(Natural language region descriptions)
··········

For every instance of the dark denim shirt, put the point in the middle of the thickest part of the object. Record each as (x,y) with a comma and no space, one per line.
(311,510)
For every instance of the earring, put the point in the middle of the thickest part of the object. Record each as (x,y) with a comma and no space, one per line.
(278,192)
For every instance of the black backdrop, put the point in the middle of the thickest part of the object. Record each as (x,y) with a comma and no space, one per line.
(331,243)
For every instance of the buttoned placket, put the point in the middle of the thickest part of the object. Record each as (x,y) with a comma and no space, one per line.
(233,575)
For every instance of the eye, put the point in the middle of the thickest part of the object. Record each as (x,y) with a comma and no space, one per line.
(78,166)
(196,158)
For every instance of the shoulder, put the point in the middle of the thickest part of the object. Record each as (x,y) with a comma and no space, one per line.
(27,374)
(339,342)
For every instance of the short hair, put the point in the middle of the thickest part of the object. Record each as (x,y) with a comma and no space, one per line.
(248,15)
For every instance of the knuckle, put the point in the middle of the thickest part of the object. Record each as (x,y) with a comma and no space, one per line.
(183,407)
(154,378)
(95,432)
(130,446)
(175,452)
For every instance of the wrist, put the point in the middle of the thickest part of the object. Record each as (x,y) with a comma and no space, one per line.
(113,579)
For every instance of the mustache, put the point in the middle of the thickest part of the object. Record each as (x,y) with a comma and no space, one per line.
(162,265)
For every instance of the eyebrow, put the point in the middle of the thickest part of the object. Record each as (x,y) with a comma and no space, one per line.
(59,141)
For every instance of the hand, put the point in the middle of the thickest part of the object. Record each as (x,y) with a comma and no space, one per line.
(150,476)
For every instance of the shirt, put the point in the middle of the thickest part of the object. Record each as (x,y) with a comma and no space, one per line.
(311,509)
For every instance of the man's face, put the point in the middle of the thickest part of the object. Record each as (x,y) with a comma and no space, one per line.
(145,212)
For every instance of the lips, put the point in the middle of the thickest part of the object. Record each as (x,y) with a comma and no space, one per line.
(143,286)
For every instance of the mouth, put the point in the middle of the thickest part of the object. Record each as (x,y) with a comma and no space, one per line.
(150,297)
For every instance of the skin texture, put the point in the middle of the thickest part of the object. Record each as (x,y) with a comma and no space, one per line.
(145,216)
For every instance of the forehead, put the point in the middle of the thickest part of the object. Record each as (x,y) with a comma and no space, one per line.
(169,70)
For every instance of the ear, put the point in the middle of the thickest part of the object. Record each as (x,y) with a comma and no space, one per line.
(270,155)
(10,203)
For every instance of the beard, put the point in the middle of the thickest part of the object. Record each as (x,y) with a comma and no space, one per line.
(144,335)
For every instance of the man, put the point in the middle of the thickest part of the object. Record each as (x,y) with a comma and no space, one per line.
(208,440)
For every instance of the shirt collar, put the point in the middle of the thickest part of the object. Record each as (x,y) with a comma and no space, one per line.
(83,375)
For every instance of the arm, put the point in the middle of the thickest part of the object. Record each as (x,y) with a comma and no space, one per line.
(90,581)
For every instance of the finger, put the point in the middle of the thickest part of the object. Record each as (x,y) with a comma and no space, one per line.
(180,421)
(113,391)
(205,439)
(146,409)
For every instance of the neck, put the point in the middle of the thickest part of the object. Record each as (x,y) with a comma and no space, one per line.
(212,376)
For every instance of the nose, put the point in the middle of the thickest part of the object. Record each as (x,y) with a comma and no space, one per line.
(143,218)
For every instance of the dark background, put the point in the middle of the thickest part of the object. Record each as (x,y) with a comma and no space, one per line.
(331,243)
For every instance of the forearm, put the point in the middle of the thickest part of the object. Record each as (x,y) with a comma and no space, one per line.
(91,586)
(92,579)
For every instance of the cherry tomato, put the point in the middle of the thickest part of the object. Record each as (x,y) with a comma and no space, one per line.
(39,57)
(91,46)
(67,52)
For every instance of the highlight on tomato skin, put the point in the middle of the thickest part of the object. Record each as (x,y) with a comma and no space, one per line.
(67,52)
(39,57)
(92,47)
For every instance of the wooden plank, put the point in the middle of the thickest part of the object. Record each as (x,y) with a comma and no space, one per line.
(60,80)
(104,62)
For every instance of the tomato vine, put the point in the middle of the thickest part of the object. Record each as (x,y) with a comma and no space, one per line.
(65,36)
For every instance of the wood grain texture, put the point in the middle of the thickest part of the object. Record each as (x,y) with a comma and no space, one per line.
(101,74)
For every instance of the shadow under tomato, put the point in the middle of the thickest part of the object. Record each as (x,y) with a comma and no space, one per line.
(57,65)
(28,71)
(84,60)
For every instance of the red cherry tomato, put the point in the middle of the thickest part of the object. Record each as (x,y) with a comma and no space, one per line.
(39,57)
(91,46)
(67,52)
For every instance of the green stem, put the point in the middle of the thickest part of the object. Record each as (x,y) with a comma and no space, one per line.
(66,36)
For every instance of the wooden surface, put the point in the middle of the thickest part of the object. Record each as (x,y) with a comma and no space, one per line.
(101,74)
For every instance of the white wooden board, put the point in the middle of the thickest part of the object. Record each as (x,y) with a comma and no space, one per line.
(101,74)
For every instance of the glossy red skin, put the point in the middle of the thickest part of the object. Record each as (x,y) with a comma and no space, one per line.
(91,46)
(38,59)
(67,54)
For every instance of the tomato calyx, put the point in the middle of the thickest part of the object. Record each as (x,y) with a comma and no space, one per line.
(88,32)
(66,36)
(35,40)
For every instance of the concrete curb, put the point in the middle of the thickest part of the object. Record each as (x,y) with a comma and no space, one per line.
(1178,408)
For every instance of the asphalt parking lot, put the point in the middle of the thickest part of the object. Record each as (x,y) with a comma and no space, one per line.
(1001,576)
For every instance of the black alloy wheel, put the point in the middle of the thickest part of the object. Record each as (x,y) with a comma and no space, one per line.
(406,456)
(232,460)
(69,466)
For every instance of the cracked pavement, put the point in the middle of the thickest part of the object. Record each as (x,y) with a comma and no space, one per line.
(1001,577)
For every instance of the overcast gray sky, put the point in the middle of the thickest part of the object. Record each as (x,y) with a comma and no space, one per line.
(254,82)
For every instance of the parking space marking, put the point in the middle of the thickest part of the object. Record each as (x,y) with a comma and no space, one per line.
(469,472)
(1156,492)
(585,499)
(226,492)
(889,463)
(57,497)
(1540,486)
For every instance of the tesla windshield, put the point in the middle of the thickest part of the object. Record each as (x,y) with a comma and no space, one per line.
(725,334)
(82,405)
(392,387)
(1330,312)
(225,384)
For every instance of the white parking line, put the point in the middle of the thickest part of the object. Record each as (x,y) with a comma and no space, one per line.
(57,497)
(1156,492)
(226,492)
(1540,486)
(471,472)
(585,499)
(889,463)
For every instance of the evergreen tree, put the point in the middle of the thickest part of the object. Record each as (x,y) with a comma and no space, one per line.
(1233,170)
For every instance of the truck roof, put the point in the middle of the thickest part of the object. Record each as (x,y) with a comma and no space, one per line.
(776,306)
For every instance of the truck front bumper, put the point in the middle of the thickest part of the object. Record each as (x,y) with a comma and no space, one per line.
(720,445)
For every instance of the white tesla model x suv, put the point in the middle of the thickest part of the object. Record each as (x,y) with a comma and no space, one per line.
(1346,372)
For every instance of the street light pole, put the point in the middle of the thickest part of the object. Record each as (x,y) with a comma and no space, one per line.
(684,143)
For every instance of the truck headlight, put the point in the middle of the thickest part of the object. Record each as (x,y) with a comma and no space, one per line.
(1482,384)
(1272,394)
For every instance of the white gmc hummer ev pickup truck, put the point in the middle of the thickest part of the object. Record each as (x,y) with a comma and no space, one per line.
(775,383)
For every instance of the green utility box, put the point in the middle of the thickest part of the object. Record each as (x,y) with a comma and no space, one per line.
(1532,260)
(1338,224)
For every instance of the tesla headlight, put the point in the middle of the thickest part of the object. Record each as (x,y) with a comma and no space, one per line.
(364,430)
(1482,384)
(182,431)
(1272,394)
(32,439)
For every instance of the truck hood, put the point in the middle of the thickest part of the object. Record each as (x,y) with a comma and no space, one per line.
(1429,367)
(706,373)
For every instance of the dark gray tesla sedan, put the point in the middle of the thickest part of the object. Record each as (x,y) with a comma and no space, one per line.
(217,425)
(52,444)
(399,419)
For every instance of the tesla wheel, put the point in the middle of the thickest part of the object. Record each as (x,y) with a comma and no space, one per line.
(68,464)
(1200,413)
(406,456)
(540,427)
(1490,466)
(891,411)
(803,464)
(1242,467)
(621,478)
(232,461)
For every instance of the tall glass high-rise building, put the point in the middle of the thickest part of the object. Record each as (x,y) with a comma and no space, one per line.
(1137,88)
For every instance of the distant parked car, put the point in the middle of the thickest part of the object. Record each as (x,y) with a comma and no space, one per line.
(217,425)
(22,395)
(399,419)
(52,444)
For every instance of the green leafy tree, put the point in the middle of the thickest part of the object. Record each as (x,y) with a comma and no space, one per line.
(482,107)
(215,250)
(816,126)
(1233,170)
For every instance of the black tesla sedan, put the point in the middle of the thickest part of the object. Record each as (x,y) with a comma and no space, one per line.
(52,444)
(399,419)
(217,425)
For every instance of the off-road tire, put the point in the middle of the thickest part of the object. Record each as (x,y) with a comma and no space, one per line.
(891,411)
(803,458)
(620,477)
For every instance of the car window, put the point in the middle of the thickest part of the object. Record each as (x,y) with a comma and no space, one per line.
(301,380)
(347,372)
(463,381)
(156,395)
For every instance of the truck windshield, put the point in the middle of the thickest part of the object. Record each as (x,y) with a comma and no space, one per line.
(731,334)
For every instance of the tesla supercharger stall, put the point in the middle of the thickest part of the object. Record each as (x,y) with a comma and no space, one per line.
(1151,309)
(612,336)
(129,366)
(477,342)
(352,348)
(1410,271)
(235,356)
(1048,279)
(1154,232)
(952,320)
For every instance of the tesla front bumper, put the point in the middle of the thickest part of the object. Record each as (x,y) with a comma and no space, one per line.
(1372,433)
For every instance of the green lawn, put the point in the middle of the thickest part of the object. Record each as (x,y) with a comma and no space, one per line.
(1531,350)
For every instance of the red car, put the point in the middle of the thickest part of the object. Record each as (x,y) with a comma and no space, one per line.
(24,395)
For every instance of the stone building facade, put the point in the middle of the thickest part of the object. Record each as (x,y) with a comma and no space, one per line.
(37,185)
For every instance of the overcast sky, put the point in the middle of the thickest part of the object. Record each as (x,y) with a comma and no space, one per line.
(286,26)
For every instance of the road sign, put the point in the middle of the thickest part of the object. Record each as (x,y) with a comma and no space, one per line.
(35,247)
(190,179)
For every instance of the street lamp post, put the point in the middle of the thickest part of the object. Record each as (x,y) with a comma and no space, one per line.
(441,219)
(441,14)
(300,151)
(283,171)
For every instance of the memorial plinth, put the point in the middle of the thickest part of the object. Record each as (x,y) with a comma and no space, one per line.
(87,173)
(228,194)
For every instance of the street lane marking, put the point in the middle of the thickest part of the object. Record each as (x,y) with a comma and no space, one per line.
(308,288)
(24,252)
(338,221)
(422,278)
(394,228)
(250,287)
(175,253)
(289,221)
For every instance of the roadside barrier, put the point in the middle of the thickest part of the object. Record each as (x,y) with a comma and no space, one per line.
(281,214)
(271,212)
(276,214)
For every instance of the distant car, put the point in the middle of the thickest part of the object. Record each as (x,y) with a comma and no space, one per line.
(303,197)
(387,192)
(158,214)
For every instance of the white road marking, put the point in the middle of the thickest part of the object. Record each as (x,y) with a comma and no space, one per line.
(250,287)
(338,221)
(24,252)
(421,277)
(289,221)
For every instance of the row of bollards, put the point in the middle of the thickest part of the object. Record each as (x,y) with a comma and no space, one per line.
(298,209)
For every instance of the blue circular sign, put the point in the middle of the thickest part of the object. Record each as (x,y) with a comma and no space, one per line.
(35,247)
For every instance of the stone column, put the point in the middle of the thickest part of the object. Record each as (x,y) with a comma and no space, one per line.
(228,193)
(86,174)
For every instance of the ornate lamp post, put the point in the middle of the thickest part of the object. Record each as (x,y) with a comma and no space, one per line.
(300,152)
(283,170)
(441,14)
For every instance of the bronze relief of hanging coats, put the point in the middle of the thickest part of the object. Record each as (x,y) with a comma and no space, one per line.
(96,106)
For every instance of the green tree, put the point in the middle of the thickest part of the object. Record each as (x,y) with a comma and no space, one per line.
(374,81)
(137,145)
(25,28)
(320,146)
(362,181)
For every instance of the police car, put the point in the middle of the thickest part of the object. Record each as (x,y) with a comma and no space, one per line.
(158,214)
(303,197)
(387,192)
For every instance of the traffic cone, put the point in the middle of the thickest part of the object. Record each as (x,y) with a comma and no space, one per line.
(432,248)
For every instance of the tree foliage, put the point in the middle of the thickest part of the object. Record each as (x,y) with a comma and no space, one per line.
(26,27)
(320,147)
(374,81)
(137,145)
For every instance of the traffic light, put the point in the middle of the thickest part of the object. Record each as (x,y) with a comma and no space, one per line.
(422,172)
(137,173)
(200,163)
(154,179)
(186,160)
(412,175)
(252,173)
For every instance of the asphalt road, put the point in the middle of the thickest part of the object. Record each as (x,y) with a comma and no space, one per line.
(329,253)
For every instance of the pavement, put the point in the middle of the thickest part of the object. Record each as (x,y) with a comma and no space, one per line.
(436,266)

··········

- What needs to be done
Could you print exactly the lines from the one containing "For every instance of the traffic light, put" through the last line of the records above?

- Output
For every instance of the traffic light, put the point in the middle of the thickest part of the object. Record each as (x,y) with a comma and no space, one per line.
(422,172)
(137,173)
(200,163)
(154,179)
(186,160)
(412,175)
(252,173)
For every instance of the asphalt road, put the point in the middle of the thickest part of the object. Record each as (x,y) with a comma and no space, one per line.
(329,253)
For every instance of the pavement, put the point in the middle of the thickest part of the object. Record each as (x,y) with a comma and no space, one per line.
(436,266)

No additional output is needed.